● Task brief:
Could you copy out everything below, from the line containing "Look at the photo above. Which pixel sits on the wristwatch?" down to the end of the items, word for word?

● ● ● ●

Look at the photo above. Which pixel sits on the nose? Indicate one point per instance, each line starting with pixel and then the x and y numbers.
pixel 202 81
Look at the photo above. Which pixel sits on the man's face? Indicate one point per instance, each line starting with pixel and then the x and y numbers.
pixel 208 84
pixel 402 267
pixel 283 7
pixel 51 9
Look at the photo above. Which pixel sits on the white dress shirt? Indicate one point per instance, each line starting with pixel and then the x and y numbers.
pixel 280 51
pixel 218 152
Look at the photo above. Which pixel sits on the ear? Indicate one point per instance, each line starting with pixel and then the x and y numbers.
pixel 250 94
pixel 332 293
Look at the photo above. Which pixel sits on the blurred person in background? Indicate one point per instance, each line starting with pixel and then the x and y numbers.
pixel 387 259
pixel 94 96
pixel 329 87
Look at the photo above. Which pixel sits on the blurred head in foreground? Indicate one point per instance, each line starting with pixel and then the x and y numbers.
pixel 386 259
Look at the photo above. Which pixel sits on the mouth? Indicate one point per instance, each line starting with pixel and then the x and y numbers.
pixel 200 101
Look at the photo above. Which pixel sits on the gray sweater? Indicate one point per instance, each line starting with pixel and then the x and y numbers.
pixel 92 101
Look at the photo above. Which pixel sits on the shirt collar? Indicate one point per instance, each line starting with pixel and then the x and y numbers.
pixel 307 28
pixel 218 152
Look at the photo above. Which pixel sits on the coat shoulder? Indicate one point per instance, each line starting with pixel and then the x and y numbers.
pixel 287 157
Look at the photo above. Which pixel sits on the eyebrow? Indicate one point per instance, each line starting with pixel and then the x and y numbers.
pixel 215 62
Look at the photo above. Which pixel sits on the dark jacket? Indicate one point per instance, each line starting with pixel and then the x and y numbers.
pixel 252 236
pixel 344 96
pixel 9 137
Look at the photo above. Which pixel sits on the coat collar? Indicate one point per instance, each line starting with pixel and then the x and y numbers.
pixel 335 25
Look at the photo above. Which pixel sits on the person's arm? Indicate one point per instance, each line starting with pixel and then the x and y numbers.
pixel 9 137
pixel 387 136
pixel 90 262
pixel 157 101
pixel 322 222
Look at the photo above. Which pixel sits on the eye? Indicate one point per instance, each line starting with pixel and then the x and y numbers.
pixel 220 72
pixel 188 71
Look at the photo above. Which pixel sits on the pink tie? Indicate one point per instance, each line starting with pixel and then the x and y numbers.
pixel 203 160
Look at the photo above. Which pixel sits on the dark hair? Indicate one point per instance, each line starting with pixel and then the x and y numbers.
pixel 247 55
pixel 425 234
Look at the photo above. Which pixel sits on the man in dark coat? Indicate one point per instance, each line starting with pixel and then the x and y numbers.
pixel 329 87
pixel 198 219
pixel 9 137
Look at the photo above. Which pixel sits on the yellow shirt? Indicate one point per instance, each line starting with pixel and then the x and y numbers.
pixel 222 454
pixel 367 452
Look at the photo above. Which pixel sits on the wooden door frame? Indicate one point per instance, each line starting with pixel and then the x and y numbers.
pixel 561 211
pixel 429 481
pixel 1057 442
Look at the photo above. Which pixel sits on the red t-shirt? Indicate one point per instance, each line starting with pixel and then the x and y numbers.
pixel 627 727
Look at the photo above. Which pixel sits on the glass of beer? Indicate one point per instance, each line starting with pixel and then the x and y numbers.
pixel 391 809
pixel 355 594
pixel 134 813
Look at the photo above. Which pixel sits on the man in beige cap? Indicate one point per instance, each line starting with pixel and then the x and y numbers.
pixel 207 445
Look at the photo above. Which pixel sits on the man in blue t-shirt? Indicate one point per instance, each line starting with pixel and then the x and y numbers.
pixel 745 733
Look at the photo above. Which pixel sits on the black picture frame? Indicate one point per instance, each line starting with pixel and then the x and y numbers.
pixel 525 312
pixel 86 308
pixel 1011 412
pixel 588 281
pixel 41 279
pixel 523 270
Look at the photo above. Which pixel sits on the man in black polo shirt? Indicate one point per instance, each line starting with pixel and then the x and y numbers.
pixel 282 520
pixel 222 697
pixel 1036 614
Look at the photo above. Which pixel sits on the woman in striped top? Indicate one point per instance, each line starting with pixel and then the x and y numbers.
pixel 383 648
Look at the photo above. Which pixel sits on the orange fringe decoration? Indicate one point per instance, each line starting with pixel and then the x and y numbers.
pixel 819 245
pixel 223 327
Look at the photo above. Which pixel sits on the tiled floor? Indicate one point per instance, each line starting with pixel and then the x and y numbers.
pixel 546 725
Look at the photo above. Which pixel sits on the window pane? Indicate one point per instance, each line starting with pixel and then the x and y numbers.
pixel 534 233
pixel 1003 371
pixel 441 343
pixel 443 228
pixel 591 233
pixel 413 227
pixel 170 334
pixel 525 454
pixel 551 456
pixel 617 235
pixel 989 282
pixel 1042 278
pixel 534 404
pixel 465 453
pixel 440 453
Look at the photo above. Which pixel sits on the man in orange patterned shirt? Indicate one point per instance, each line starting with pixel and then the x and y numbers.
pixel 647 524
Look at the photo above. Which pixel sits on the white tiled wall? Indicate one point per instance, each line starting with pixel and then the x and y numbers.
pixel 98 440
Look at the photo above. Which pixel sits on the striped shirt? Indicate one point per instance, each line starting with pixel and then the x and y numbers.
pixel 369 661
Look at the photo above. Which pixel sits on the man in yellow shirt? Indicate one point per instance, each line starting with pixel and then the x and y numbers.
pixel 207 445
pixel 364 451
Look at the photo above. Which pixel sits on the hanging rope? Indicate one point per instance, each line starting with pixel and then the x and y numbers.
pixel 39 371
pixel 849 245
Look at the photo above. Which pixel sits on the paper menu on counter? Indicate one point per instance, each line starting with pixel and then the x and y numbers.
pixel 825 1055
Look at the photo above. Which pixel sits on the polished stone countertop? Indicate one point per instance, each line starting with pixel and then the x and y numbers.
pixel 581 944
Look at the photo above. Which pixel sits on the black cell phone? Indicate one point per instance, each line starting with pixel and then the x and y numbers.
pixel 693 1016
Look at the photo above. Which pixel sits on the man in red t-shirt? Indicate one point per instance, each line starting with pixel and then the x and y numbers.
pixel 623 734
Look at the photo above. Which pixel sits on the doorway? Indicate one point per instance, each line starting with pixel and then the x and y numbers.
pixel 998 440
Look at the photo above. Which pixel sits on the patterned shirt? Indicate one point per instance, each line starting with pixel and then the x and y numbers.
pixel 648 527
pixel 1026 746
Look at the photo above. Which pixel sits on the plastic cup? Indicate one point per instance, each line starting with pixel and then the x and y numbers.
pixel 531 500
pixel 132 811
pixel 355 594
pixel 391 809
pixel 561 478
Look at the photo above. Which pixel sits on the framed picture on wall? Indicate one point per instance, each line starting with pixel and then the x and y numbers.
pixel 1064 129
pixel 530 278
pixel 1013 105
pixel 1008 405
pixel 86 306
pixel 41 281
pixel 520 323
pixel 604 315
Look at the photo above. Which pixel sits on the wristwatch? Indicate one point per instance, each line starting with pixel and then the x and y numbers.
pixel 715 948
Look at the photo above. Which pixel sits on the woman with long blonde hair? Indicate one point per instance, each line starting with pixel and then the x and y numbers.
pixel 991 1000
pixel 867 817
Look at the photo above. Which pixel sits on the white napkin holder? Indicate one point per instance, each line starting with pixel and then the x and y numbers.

● ● ● ●

● Exercise answer:
Look at the photo above. Which pixel sits on the wristwatch? Indicate one point per instance, each line starting with pixel and then the x and y numbers.
pixel 715 948
Look at the photo above. Which pixel sits on the woman with long blonde hair? Indicate one point per instance, each line starting with pixel and then the x and y numbers.
pixel 991 1000
pixel 867 817
Look at the photo above. Which pixel sits on the white napkin holder? Indicate one point per instance, each line starting with pixel and then the x and y numbers.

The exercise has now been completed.